» **EXTRACT TO READ**:
◇ ◇ ◇ ◇ ◇

Required skills
Key responsibilities
- Own SLOs/SLIs, error budgets, and overall reliability for Azure and on-prem platforms supporting data, AI/ML, and business-critical applications, ensuring 99.9%+ availability and measurable service performance outcomes.
- Plan and optimise capacity, performance, and cost across compute, storage, networking, and GPU/accelerator workloads, implementing capacity planning and cost/performance optimisation strategies for scalable Azure and hybrid environments.
- Build and maintain end-to-end observability using Azure Monitor, Log Analytics, Application Insights, Prometheus, Grafana, and central log platforms, implementing metrics, logs, traces, dashboards, and alerts with meaningful low-noise alerting.
- Lead Infrastructure-as-Code and automation initiatives using Terraform, Bicep, Ansible, and scripting in Python, PowerShell, Bash and Go, driving self-healing systems, runbook-driven operations, AI-assisted orchestration, and autonomous agents to reduce manual toil by approximately 50%.

◇ ◇ ◇ ◇ ◇

Extend the job description's list of key responsibilities with a few more bullet points in the same style, starting after the item on Infrastructure-as-Code and automation.

◇ ◇ ◇ ◇ ◇

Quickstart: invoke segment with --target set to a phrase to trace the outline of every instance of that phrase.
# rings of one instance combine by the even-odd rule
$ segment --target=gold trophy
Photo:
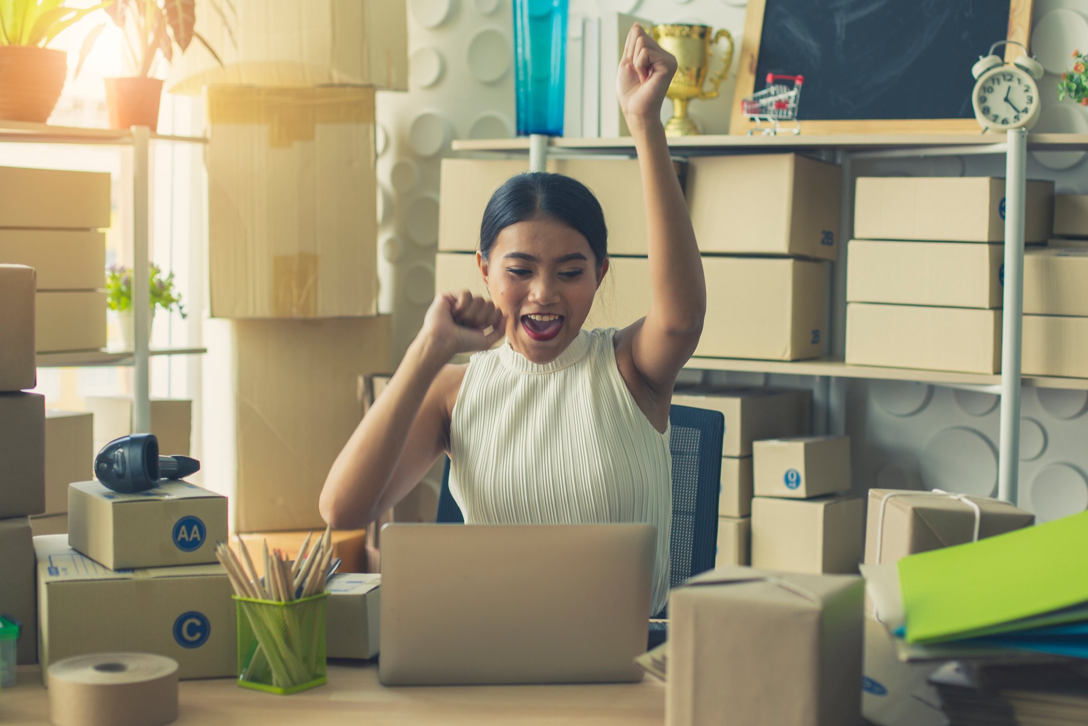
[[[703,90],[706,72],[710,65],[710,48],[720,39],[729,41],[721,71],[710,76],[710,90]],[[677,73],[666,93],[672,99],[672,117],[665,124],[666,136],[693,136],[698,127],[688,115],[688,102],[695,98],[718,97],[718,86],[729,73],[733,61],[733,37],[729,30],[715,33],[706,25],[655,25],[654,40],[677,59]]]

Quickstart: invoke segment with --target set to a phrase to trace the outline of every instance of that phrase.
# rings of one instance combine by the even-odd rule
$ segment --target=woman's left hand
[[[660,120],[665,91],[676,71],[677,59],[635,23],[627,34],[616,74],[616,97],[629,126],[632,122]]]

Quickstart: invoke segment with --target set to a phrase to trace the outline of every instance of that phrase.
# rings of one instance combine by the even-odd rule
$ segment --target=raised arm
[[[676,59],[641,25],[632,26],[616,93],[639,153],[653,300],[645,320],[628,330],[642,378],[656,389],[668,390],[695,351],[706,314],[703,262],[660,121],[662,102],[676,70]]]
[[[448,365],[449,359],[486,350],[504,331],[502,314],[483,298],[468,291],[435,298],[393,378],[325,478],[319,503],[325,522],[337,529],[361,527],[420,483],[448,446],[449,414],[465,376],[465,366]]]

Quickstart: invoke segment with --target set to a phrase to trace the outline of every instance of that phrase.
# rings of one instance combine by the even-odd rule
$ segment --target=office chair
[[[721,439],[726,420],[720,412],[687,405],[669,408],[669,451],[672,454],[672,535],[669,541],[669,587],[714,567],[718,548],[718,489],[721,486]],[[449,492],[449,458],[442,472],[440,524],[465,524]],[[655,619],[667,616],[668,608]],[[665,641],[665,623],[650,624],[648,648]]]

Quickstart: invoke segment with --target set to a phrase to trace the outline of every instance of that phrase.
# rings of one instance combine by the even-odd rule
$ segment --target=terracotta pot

◇ ◇ ◇ ◇ ◇

» **WRITTEN REPLY**:
- Operate and manage Azure, Azure Stack, and on-prem Kubernetes and Azure Kubernetes Service (AKS) clusters, ensuring autoscaling, upgrades, production operations, and secure, resilient hybrid connectivity using ExpressRoute/VPN, private endpoints, Azure AD, and key management.
- Lead P0/P1 incident response, on-call rotations, stakeholder communication, blameless post-mortems, and implement long-term fixes to achieve MTTD < 5 minutes and MTTR < 15–30 minutes for critical incidents.
- Use ITSM and DevSecOps tools including ServiceNow, Jira, ManageEngine, cloud-agnostic CI/CD, security scanning, and policy-as-code to manage change, incidents, compliance, ISO 27001 alignment, external audits, and ensure DR/BCP documentation and testing for AI, data, and application platforms.
- Provide technical leadership and mentoring to SREs and platform engineers, collaborate with data, AI/ML, application, and security teams, and embed reliability and security-by-design principles from initial architecture through production operations.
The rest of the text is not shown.